Text extract
MAAS

Merge lp:~newell-jensen/maas/fix-1665839 into lp:~maas-committers/maas/trunk

fix-1665839
Merge into trunk

Proposed by Newell Jensen on 2017-02-21

Status:

Merged

Approved by:

Newell Jensen on 2017-02-21

Approved revision:

no longer in the source branch.

Merged at revision:

5753

Proposed branch:

lp:~newell-jensen/maas/fix-1665839

Merge into:

lp:~maas-committers/maas/trunk

Diff against target:

39 lines (+12/-6)

1 file modified

src/provisioningserver/drivers/pod/rsd.py (+12/-6)

To merge this branch:

bzr merge lp:~newell-jensen/maas/fix-1665839

Critical

Fix Released

Link a bug report

Reviewer	Review Type	Date Requested	Status
LaMont Jones (community)		2017-02-21	Approve on 2017-02-21
Review via email: mp+317899@code.launchpad.net

Commit message

Sieve the newly composed machine based off of node_id.

Revision history for this message

Newell Jensen (newell-jensen) wrote on 2017-02-21:

This change is still covered by current unit tests.

Supplied information
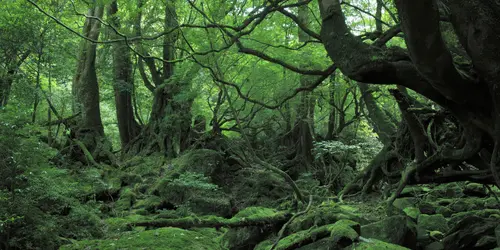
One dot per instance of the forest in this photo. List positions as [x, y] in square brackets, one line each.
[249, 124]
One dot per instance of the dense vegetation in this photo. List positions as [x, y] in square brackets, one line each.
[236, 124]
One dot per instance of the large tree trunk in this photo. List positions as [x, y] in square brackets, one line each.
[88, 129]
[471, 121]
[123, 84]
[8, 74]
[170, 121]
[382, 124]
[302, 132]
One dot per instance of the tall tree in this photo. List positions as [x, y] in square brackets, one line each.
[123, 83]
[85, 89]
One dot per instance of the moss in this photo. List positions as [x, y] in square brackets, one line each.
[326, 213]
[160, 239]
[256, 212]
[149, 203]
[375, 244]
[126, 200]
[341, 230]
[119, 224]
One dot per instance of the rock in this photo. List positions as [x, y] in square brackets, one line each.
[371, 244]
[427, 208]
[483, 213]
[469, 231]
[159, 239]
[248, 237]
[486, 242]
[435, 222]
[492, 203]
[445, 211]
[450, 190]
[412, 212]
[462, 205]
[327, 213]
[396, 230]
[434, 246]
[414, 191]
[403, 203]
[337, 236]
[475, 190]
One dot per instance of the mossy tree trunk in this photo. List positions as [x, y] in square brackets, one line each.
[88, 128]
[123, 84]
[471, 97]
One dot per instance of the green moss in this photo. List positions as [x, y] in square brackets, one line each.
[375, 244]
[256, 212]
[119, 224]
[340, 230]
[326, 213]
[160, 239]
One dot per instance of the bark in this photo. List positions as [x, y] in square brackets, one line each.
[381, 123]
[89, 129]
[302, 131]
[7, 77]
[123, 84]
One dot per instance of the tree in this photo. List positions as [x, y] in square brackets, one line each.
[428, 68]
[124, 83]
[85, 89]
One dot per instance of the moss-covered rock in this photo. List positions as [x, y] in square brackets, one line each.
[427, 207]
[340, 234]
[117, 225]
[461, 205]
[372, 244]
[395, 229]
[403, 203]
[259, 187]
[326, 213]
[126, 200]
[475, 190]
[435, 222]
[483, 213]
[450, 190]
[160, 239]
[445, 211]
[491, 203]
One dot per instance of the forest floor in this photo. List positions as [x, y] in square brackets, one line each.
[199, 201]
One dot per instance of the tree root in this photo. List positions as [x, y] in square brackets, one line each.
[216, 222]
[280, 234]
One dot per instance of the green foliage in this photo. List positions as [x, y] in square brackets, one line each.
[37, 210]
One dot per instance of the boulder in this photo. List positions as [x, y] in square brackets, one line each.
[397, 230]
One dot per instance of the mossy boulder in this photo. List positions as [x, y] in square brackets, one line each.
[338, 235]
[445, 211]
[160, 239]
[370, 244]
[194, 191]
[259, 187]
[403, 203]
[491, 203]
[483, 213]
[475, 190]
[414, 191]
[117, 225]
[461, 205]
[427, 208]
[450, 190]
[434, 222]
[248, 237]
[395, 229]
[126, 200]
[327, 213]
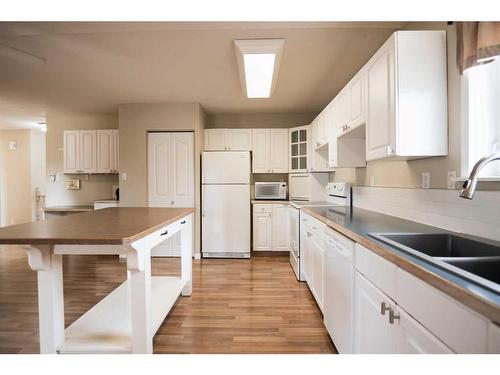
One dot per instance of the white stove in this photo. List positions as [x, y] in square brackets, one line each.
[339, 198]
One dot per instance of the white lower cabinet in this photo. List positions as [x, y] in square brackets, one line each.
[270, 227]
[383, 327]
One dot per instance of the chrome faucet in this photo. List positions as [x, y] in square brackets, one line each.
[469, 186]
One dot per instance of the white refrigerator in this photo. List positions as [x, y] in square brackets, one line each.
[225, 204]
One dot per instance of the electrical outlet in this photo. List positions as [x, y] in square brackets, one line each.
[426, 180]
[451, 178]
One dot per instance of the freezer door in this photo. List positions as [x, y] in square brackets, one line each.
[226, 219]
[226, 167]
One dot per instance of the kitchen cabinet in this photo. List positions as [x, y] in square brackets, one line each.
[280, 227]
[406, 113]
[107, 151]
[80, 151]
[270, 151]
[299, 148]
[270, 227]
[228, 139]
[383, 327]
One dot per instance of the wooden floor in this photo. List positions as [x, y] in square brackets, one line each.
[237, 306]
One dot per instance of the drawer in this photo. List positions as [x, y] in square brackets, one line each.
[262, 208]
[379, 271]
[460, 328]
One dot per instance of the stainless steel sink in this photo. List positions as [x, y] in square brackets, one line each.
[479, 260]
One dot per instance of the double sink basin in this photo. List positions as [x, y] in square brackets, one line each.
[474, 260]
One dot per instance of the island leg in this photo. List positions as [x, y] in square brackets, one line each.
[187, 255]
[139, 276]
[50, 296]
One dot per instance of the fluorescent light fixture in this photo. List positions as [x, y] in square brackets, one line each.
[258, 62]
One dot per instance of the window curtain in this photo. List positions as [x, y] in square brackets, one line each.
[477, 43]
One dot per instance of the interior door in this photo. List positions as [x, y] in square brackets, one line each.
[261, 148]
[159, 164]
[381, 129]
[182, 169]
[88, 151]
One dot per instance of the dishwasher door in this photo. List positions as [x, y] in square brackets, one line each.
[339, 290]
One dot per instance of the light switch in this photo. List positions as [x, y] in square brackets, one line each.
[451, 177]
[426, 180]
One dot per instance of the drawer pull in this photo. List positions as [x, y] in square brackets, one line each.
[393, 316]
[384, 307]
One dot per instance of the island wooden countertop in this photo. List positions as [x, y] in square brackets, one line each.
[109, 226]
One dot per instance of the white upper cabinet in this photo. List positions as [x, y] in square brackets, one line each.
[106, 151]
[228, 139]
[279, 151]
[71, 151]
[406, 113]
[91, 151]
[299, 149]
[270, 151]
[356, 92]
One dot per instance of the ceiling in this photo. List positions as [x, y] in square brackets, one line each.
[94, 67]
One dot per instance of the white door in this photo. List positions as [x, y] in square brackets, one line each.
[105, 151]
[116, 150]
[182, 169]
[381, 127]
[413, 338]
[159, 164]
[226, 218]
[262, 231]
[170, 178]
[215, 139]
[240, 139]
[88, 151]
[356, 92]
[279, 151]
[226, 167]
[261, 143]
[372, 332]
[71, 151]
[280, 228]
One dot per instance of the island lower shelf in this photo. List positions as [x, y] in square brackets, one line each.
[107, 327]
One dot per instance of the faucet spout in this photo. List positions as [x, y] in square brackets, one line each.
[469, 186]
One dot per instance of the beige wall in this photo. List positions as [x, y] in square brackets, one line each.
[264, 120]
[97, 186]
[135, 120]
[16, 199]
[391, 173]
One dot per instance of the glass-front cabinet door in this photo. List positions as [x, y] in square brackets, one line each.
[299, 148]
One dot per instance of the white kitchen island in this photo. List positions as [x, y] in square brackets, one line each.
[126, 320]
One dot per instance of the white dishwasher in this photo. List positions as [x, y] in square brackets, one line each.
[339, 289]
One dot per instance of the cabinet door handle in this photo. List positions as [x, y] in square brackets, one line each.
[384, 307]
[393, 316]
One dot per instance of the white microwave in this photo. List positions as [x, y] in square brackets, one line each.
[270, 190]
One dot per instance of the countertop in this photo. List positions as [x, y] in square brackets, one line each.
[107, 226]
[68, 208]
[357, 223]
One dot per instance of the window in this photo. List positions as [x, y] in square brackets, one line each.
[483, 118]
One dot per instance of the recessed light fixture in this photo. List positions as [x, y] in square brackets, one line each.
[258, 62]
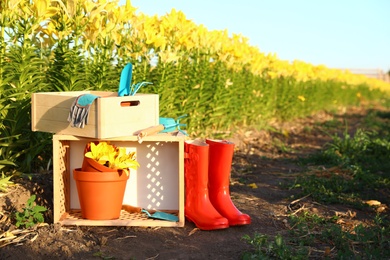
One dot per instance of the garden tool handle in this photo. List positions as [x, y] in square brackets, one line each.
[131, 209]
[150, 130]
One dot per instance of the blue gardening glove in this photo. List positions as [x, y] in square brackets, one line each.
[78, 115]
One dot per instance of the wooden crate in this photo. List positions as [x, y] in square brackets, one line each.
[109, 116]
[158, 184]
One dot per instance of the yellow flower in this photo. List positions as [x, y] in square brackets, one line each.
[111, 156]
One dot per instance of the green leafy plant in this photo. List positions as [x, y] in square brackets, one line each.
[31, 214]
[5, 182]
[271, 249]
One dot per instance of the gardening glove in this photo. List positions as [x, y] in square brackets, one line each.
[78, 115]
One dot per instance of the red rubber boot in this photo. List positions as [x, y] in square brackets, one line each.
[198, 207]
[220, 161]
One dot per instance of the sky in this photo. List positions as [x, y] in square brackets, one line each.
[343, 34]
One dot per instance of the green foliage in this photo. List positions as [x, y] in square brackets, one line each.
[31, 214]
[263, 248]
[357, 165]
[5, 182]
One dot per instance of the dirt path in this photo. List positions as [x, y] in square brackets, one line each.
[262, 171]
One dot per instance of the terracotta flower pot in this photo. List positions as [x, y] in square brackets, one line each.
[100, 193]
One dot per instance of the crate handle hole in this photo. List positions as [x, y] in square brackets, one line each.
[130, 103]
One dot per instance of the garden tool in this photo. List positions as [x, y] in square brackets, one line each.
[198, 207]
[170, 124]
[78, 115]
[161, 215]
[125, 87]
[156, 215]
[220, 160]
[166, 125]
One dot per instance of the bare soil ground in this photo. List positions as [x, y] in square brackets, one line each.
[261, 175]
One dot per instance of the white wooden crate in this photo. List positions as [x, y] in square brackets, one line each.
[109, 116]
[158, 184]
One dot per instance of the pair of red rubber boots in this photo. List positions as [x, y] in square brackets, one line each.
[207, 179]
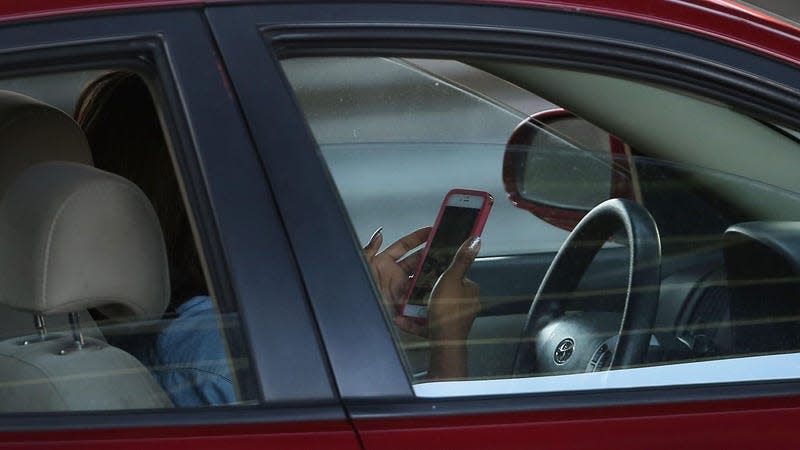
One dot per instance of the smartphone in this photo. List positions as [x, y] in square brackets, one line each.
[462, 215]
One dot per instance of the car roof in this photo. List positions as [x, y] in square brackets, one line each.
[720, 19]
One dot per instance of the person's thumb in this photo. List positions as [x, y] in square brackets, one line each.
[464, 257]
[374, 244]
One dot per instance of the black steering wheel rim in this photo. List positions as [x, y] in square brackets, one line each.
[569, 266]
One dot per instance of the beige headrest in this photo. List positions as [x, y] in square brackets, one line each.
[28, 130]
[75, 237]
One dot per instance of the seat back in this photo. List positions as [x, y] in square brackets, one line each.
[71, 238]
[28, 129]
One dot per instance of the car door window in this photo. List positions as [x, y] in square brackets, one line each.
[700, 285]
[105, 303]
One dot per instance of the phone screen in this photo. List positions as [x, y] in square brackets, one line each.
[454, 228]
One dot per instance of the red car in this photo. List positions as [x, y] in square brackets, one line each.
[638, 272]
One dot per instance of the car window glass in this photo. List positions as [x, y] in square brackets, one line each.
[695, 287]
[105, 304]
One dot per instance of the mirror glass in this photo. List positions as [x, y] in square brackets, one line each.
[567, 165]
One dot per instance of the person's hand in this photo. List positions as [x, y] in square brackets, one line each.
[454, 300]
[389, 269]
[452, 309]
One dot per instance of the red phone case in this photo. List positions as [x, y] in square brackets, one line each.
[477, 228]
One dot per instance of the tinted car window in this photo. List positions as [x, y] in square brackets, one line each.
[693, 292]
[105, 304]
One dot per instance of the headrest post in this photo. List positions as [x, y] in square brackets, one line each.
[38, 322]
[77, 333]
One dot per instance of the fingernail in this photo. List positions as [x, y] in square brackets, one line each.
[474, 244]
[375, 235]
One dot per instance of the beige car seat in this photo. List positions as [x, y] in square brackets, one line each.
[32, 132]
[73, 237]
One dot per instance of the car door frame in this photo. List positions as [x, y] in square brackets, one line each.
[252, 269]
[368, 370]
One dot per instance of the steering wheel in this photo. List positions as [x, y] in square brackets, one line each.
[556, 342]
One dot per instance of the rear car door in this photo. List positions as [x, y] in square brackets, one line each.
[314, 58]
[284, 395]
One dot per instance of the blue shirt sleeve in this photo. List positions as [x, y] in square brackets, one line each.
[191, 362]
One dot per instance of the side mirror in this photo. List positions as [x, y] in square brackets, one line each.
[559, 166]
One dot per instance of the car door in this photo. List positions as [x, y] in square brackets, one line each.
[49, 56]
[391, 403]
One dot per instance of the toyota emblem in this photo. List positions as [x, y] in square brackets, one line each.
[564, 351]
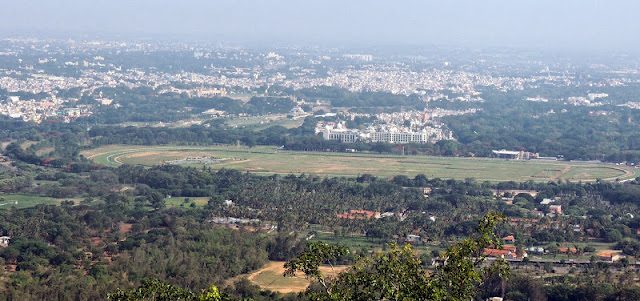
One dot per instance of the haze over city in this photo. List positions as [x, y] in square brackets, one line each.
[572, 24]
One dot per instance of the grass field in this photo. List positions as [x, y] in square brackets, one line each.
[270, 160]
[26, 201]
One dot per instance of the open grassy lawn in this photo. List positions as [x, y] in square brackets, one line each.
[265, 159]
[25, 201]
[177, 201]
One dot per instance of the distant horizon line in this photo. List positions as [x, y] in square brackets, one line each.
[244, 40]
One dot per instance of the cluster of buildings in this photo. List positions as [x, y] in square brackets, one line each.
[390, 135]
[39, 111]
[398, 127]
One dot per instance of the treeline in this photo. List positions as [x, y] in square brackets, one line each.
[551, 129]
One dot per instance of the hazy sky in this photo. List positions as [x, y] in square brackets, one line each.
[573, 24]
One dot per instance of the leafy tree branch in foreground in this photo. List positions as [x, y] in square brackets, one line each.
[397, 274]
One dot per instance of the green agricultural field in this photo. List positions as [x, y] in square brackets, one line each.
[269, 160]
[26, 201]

To do
1 – Revise the merge proposal from "Sieve the newly" up to and including "current unit tests.", replacing "unit tests" with "integration tests".
2 – Continue the merge proposal page from the point where it stops.

Results by task
1 –
Sieve the newly composed machine based off of node_id.

Revision history for this message

Newell Jensen (newell-jensen) wrote on 2017-02-21:

This change is still covered by current integration tests.

2 –
Revision history for this message

Christian Reis (kiko) wrote on 2017-02-21:

On Tue, Feb 21, 2017 at 07:29:29PM -0000, Newell Jensen wrote:
> - discovered_machine = [m for m in new_machines if m not in machines][0]
> + discovered_machine = [
> + nm for nm in new_machines if (
> + nm.power_parameters.get('node_id') not in [
> + m.power_parameters.get('node_id') for m in machines])][0]

Ugh, I really don't like these nested comprehensions. The code is super
hard to understand!

Also, I don't like the assumption that this will only have one useful
item, which is not very defensive. Is this necessarily always
new_machines?

How about:

    discovered_machines = []
    power_node_ids = [m.power_parameters.get("node_id") for m in machines]
    for nm in new_machines:
        if nm.power_parameters.get('node_id') not in power_node_ids:
            discovered_machines.append(nm)

    # if you actually can guarantee that you are only getting one
    assert len(discovered_machines) == 1
    discovered_machine = discovered_machines[0]

This code may need a deeper look, as it's not very intuitive, and I
don't know it well.

Revision history for this message

Christian Reis (kiko) wrote on 2017-02-21:

On Tue, Feb 21, 2017 at 07:28:25PM -0000, Newell Jensen wrote:
> This change is still covered by current unit tests.

I don't get it -- you don't have a case which reproduces the bug, do you?

Revision history for this message

Newell Jensen (newell-jensen) wrote on 2017-02-21:

> On Tue, Feb 21, 2017 at 07:28:25PM -0000, Newell Jensen wrote:
> > This change is still covered by current unit tests.
>
> I don't get it -- you don't have a case which reproduces the bug, do you?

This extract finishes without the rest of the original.